■ Source excerpt:
====

The year was 1921, and the Buffalo All-Americans, the Queen City's first fully professional football team, were the best team in the American Professional Football Association (precursor of the National Football League). Led by quarterback Tommy Hughitt, halfbacks Ockie Anderson and Elmer Oliphant, and all-pro guard Adolph "Swede" Youngstrom, the Buffalo pros possessed the most potent offense in the circuit, having outscored their opponents by an aggregate score of 183-19. After defeating the Dayton Triangles to end the regular season at the old Canisius College Villa on Nov. 27, the All-Americans claimed the league title with a record of 9-0-2. But for some unknown reason, team owner Frank McNeil agreed to play two more games, which he believed would have no bearing on the team's claim to the title.

Enter George Halas. Halas' Decatur Staleys (renamed the Chicago Bears the following year) had amassed a record of 7-1-0, with their only loss coming against Buffalo on Nov. 24 (Thanksgiving Day). He scheduled a rematch with Buffalo at Chicago for Dec. 4, hoping to exact a measure of revenge against the team that marred his perfect record. McNeil made the mistake of scheduling the two "postseason" games on the same weekend, the first for Dec. 3 against the Akron Pros, after which his team would take an all-night train to Chicago to play the Staleys the next day.

After dispatching the Pros on Saturday, the All-Americans rode to Chicago, where they disembarked the next day in no condition to take on Papa Bear's hungry brutes. The All-Americans fought hard, but Decatur took the game, 10-7.

====

Rows from a pointing dataset
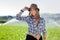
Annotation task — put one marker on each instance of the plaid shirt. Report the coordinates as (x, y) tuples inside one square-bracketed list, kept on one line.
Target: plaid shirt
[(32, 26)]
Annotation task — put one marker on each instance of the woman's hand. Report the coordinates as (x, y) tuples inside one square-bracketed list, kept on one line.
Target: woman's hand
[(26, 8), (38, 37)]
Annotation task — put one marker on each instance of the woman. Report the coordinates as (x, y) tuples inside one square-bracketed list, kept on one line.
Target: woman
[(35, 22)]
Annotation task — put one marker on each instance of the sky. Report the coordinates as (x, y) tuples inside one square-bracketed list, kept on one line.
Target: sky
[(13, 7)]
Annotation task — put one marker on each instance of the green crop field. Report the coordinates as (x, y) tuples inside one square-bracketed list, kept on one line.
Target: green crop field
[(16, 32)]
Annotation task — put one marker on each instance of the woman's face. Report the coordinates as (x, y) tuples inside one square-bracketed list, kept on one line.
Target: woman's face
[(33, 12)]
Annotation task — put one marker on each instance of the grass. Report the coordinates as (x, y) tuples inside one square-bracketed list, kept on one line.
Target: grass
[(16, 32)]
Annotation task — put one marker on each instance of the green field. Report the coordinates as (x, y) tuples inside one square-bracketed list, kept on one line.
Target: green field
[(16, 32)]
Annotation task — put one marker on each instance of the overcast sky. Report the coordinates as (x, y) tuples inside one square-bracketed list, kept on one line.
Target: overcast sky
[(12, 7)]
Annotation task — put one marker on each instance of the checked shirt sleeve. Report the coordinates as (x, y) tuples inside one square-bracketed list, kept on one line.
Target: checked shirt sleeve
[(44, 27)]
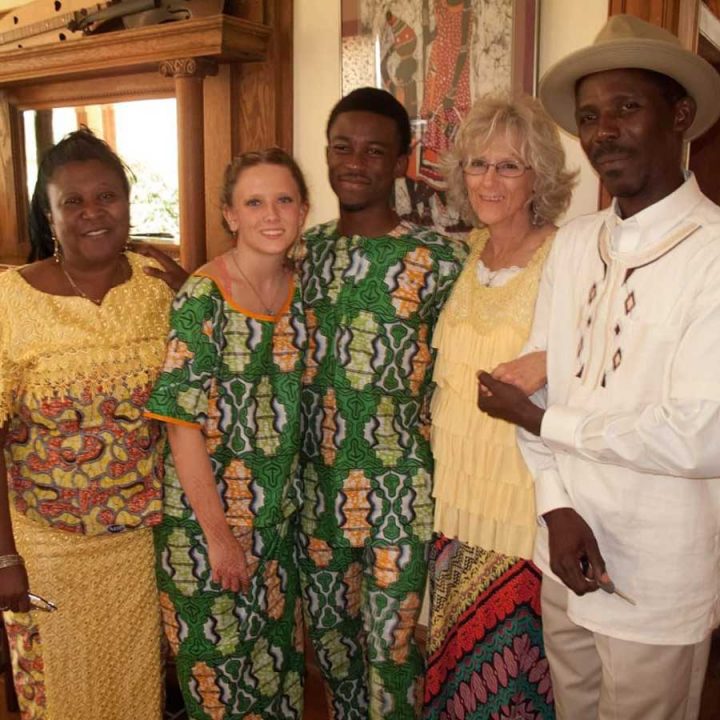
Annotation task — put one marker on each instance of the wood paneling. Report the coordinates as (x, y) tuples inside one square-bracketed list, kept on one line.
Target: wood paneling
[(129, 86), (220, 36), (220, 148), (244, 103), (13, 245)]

====

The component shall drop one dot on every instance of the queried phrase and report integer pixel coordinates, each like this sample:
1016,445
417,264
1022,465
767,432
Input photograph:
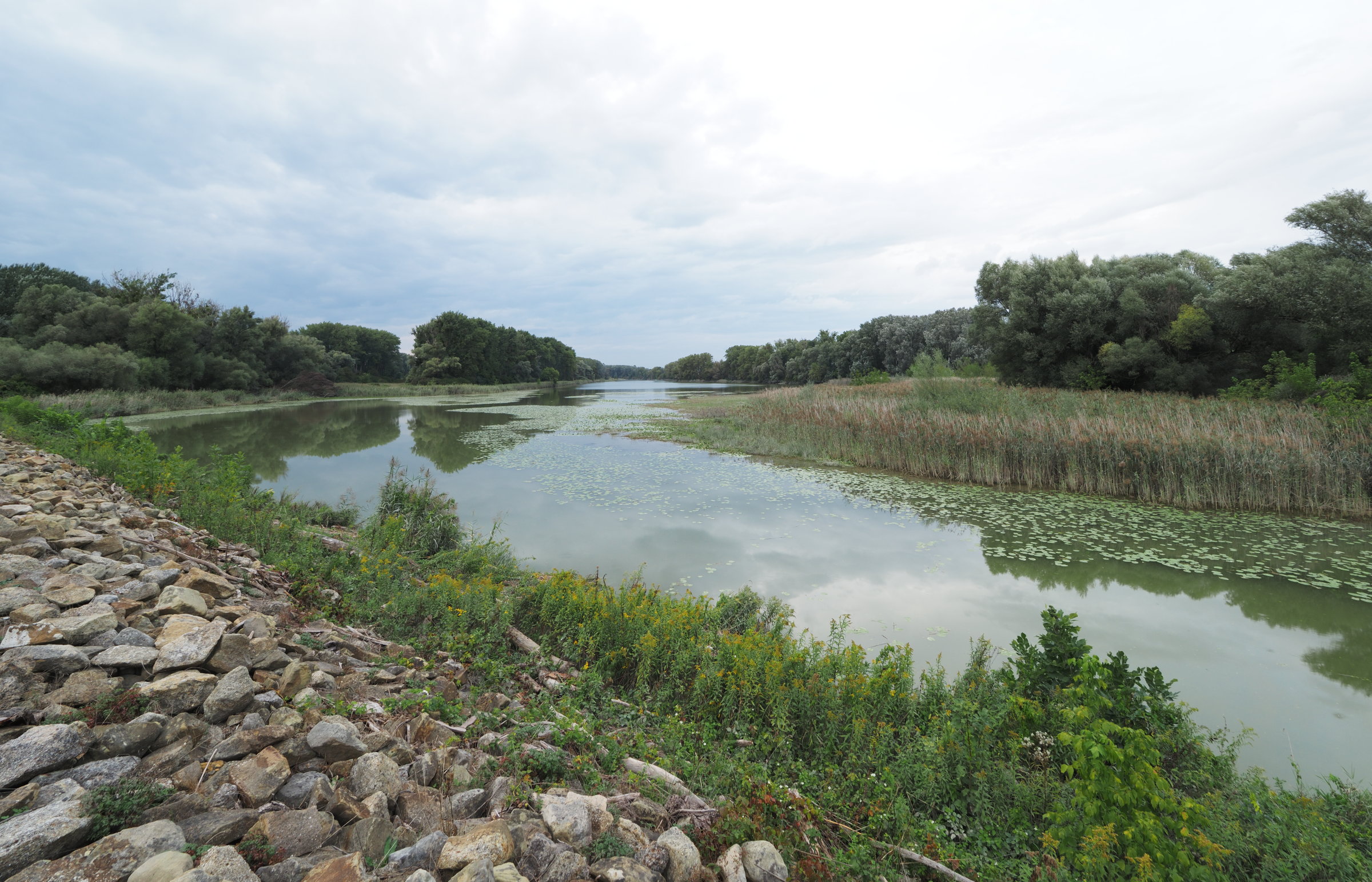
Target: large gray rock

====

■ Your tasks:
A: Answer these questions from the excerpt on the 1921 Buffalo All-Americans:
(i) With what record did the All-Americans claim the league title?
(ii) What record had the Decatur Staleys amassed before scheduling the rematch?
(iii) What was the final score of the game in Chicago, and which team won it?
B: Name every player the excerpt on the 1921 Buffalo All-Americans credits with leading the Buffalo team.
C: Pick up the account of the 1921 Buffalo All-Americans after its final sentence and keep writing it.

■ Results by task:
A:
(i) 9-0-2
(ii) 7-1-0
(iii) 10-7, won by Decatur

B: Tommy Hughitt, Ockie Anderson, Elmer Oliphant, Adolph "Swede" Youngstrom

C:
McNeil still believed his team was champion, and invested in tiny gold footballs for his players to commemorate the achievement. George Halas had other ideas -- he declared the title was Decatur's, basing his claim on his belief that the second game of the series mattered more than the first. He also pointed out that the aggregate scores of the two games was 16-14 in favor of Decatur. McNeil insisted the Buffalo All-Americans were the champions, still maintaining that the last two games of the season were merely exhibitions. It didn't matter. The league declared the Staleys champions.

No major Buffalo sports franchise would ever win another championship (remember, NFL purists still considered the AFL a minor league when the Bills won in 1964 and 1965). McNeil went to his grave trying to get the league's decision overturned. So when we Buffalo fans enumerate the many ways fate has stung our community, let us not forget where it all started -- some 80 years ago with the "Staley Swindle."